Parents Resource Institute for Drug Education or PRIDE is the nation’s oldest and largest peer-to-peer organization devoted to drug abuse and violence prevention through education. Each year PRIDE organizes, implements, and hosts the world’s largest youth drug and violence prevention conference. However, missing from the program’s conference schedule is education about culturally competency related to youth violence. The program fails to address the importance of culture and its role in youth violence.

Public health professionals also need improved education regarding youth violence risk and protective factors, including a focus on culture. A curriculum grounded in experiential learning theory is being developed that builds on these concepts. Learners will reflect on their own experiences, as well as the experiences of people in their communities to develop better approaches to address youth violence. Applying these constructs to assess multicultural youths’ relationships with their families and community may lead to more appropriate public health interventions to reduce and prevent youth violence (12).

Moving Forward
Youth violence remains a major public health problem in the U.S. and the world. Although, we continue to examine the causes and implications of youth violence in our communities, some promising areas of research may further improve and enhance existing primary prevention efforts. In particular, more research is needed in the role of social, environmental and cultural factors in influencing adolescent potential for violent behavior.

Youth violence is a complex, multifactorial issue that affects diverse communities throughout the nation. No single solution or program can fully address the problem. Therefore, more appropriate prevention programs will need to address individual, social, environmental, and cultural influences affecting our youth. As mentioned, programs such as Sacred Straight and D.A.R.E. fail to identify key factors, consequently resulting in ineffective programming.

1. Centers for Disease Control and Prevention, National Center for Injury Prevention and Control. Web-based Injury Statistics Query and Reporting System (WISQARS), 2006.
2. Centers for Disease Control and Prevention. Youth risk behavioral surveillance—United States, 2005. MMWR, Surveillance Summaries 2006; 55.
3. Nansel TR, Overpeck M, Pilla RS, Ruan WJ, Simons-Morton B, and Scheidt P. Bullying behaviors among US youth: prevalence and association with psychosocial adjustment. Journal of the American Medical Association 2001; 285: 2094–100.

> Extracted information:
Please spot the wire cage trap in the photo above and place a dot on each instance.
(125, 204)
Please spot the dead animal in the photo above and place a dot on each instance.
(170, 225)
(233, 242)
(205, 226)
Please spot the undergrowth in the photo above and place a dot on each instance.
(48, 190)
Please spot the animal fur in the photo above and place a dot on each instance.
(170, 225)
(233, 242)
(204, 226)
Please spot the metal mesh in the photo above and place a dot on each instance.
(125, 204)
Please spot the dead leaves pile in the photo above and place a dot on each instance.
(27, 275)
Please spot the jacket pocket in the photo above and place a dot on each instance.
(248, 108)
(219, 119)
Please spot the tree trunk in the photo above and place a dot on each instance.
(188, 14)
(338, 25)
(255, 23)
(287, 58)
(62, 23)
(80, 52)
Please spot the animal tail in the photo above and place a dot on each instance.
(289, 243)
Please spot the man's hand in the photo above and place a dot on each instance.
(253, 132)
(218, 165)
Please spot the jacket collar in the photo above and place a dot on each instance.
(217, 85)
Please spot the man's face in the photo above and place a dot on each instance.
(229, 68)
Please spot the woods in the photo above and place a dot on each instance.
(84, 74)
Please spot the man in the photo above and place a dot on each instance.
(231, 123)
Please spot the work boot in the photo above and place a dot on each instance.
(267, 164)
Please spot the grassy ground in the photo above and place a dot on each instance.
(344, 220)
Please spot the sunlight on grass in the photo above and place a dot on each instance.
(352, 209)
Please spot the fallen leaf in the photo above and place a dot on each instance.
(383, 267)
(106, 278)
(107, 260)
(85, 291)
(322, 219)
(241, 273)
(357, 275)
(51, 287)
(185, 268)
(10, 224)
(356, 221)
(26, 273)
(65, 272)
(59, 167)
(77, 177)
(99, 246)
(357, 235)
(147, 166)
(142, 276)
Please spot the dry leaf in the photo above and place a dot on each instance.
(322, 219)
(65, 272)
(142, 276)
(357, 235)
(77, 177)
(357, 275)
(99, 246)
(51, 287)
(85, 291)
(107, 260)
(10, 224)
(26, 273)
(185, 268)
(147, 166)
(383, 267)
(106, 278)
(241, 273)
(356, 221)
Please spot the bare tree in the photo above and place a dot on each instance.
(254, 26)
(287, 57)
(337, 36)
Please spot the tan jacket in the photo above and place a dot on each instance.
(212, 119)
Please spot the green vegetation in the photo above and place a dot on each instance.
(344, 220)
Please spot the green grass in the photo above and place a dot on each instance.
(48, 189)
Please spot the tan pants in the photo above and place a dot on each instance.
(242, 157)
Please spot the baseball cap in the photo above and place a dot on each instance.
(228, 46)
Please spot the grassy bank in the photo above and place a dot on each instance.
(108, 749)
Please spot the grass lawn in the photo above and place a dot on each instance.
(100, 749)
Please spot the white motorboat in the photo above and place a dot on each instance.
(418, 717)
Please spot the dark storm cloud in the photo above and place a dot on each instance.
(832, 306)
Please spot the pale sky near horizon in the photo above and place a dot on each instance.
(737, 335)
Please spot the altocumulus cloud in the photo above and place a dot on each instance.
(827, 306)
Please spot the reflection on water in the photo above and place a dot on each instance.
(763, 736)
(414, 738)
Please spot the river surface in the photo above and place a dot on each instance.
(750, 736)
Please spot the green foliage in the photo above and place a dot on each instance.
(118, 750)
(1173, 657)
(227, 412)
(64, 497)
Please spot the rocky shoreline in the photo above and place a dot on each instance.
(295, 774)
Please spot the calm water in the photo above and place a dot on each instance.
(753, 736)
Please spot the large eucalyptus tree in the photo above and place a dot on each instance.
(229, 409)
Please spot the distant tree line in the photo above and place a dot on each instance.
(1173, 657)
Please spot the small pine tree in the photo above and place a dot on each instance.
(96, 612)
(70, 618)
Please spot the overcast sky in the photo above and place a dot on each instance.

> Required tasks:
1. In the text on youth violence prevention, what learning theory underlies the curriculum being developed for public health professionals?
2. Carry the text on youth violence prevention forward from where it stops.

> Task-by-task outputs:
1. Experiential learning theory.

2.
4. Satcher, David. Surgeon General's Column. Commissioned Corps Bulletin. 2001; 3: 2.
5. Lipsey, M. W., & Wilson, D. B. Effective intervention for serious juvenile offenders: A synthesis of research. Vanderbilt Institute for Public Policy Studies. Nashville, TN, 1997.
6. Sherman, L.W., Gottfredson, D., MacKenzie, D., Eck, J., Reuter, P., & Bushway, S. Preventing Crime: What Works, What Doesn't, What's Promising. Washington, DC: U.S. Department of Justice, Office of Justice Programs, 1997.
7. T.N. Thorton, C.A. Craf, L.L. Dahlberg et al. Youth Violence Prevention: A sourcebook for community action. Nova Publishers, 2005; 110.
8. National Youth Violence Prevention Resource Center. Risk and Protective Factors for Youth Violence Fact Sheet.
9. J. David Hawkins, Todd I. Herrenkohl, David P. Farrington, Devon Brewer, Richard F. Catalano, Tracy W. Harachi, and Lynn Cothern. Predictors of Youth Violence, Office of Juvenile Justice and Delinquency Prevention, April 2000.
10. J. David Hawkins, Todd I. Herrenkohl, David P. Farrington, Devon Brewer, Richard F. Catalano, Tracy W. Harachi, and Lynn Cothern. Predictors of Youth Violence, Office of Juvenile Justice and Delinquency Prevention, April 2000.
11. J. David Hawkins, Todd I. Herrenkohl, David P. Farrington, Devon Brewer, Richard F. Catalano, Tracy W. Harachi, and Lynn Cothern. Predictors of Youth Violence, Office of Juvenile Justice and Delinquency Prevention, April 2000.
12. Soriano, Fernando; Rivera, Lourdes ; Williams, Kara; Daley, Sandra ; and Reznik, Vivian. Navigating between cultures: The role of culture in Youth violence. Journal of Adolescent Health. 2004; 34:169-176
13. Le, Thao N.; Stockdale, Gary. Acculturative dissonance, ethnic identity, and youth violence.